**Provided data**

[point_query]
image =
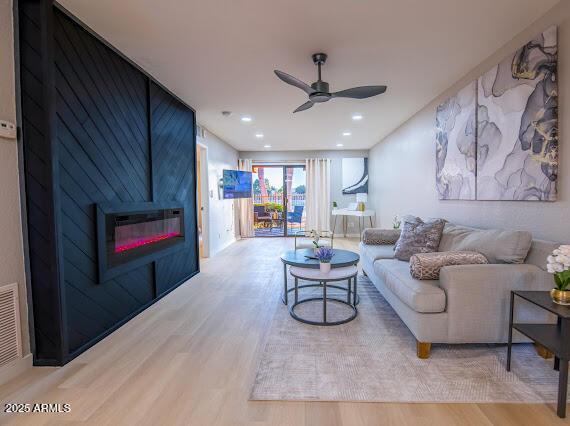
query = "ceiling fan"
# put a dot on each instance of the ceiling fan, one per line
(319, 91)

---

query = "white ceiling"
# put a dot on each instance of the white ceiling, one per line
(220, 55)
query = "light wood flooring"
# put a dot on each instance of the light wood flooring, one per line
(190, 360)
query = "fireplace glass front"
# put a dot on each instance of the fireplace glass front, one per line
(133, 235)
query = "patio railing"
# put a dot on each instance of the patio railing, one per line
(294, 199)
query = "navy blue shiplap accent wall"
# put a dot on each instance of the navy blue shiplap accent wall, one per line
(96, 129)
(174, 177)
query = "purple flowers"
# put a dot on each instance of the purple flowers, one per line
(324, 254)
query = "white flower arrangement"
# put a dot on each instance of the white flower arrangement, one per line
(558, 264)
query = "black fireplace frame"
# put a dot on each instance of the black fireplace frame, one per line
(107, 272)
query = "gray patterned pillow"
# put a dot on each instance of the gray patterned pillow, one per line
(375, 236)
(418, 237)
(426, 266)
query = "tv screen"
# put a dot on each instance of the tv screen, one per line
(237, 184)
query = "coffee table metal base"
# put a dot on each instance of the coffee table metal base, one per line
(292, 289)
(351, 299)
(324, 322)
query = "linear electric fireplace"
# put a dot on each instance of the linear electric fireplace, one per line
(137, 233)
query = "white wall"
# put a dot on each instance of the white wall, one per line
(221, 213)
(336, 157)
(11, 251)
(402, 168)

**Requirements**
State how many lines in the rows above contain the string "coffee", with case counting. Reply with the number only.

**Task output**
2